## WORK ITEM
Could you output every record again, exactly as given?

## INPUT DATA

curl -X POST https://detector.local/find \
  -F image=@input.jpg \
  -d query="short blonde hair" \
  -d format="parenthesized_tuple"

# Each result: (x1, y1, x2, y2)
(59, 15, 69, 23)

## WRITTEN RESPONSE
curl -X POST https://detector.local/find \
  -F image=@input.jpg \
  -d query="short blonde hair" \
  -d format="parenthesized_tuple"

# Each result: (x1, y1, x2, y2)
(59, 15, 69, 23)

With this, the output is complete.